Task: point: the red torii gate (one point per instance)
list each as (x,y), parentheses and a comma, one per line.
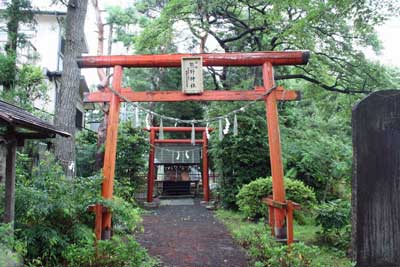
(265,59)
(154,141)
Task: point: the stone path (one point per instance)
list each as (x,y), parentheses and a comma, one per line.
(182,233)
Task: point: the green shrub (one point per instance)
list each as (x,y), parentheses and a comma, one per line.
(335,219)
(250,195)
(298,255)
(11,250)
(51,214)
(117,252)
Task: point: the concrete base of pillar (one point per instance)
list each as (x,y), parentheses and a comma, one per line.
(151,205)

● ● ● ● ●

Task requirements
Please write all the lines above out again, requests included, and multiply every point coordinate in the answers by 2.15, rounding each result to a whole number with halves going up. Leave the pictures out.

Task answer
Task: point: the red torii gate (one point per instance)
list each as (x,y), parentheses and a comma, one per line.
(570,127)
(331,303)
Task: point: the stone path (one point per instance)
list each as (x,y), parentheses and a comma, one per line.
(391,501)
Task: point: the green shrub (one point per instance)
list each as (x,y), parentheses and a comma, one per line.
(720,471)
(538,419)
(641,548)
(24,538)
(110,460)
(252,542)
Task: point: the concrete base of pillar (one point per instance)
list each as (x,y), parentheses and a comma, one per line.
(325,441)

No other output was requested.